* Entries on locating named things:
'''

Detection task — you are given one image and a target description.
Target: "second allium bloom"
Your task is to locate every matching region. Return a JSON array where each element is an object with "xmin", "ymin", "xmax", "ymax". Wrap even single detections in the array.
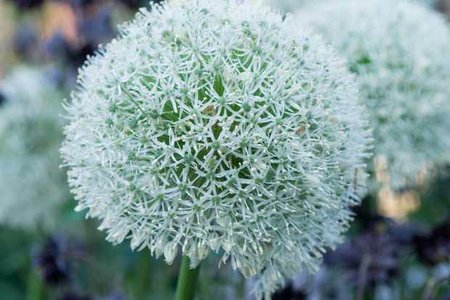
[
  {"xmin": 62, "ymin": 0, "xmax": 369, "ymax": 296},
  {"xmin": 297, "ymin": 0, "xmax": 450, "ymax": 189}
]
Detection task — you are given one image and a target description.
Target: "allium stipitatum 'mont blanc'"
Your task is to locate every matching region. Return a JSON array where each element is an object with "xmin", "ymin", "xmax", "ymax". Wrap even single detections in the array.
[
  {"xmin": 297, "ymin": 0, "xmax": 450, "ymax": 188},
  {"xmin": 62, "ymin": 0, "xmax": 369, "ymax": 297},
  {"xmin": 0, "ymin": 67, "xmax": 69, "ymax": 230}
]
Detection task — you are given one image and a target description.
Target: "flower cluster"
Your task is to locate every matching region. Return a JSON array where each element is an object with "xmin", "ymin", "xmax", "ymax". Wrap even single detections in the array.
[
  {"xmin": 0, "ymin": 67, "xmax": 68, "ymax": 229},
  {"xmin": 297, "ymin": 0, "xmax": 450, "ymax": 188},
  {"xmin": 62, "ymin": 0, "xmax": 370, "ymax": 297}
]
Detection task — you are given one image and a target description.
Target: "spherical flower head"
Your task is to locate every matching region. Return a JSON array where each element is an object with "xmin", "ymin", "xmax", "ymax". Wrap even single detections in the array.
[
  {"xmin": 62, "ymin": 0, "xmax": 369, "ymax": 297},
  {"xmin": 297, "ymin": 0, "xmax": 450, "ymax": 189},
  {"xmin": 0, "ymin": 67, "xmax": 69, "ymax": 230}
]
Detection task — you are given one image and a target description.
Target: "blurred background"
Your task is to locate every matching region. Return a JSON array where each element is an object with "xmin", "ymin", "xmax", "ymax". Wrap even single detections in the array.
[{"xmin": 0, "ymin": 0, "xmax": 450, "ymax": 300}]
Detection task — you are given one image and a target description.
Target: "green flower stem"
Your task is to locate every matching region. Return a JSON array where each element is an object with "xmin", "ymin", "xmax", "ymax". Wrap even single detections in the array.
[
  {"xmin": 27, "ymin": 266, "xmax": 45, "ymax": 300},
  {"xmin": 175, "ymin": 256, "xmax": 200, "ymax": 300}
]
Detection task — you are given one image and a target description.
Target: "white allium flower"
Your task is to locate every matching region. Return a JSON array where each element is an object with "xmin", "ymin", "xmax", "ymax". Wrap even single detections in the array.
[
  {"xmin": 297, "ymin": 0, "xmax": 450, "ymax": 188},
  {"xmin": 263, "ymin": 0, "xmax": 318, "ymax": 12},
  {"xmin": 0, "ymin": 67, "xmax": 69, "ymax": 230},
  {"xmin": 62, "ymin": 0, "xmax": 369, "ymax": 297}
]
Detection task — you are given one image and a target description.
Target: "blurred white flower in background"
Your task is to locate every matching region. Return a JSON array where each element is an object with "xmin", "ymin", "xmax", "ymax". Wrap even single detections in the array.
[
  {"xmin": 0, "ymin": 67, "xmax": 69, "ymax": 230},
  {"xmin": 296, "ymin": 0, "xmax": 450, "ymax": 189}
]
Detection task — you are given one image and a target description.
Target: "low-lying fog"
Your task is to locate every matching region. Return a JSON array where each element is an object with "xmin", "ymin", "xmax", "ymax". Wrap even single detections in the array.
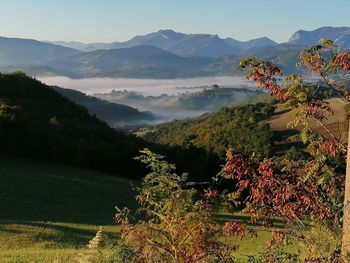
[
  {"xmin": 38, "ymin": 77, "xmax": 259, "ymax": 126},
  {"xmin": 37, "ymin": 77, "xmax": 249, "ymax": 96}
]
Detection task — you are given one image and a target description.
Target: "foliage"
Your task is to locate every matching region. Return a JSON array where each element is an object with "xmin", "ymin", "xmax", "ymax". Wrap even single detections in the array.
[
  {"xmin": 116, "ymin": 149, "xmax": 256, "ymax": 262},
  {"xmin": 0, "ymin": 72, "xmax": 217, "ymax": 183},
  {"xmin": 222, "ymin": 40, "xmax": 350, "ymax": 262},
  {"xmin": 144, "ymin": 103, "xmax": 274, "ymax": 157}
]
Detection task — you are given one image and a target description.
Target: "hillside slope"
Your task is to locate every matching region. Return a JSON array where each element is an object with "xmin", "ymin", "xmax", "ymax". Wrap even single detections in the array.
[
  {"xmin": 52, "ymin": 86, "xmax": 156, "ymax": 127},
  {"xmin": 267, "ymin": 98, "xmax": 348, "ymax": 143},
  {"xmin": 0, "ymin": 37, "xmax": 81, "ymax": 68},
  {"xmin": 43, "ymin": 46, "xmax": 219, "ymax": 78},
  {"xmin": 0, "ymin": 73, "xmax": 145, "ymax": 175}
]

'''

* GIVEN REQUEST: Which lines in the material above contain the word "white"? Show each of those lines in full.

* WRITTEN ANSWER:
Target: "white allium flower"
Target: "blurred white flower in background"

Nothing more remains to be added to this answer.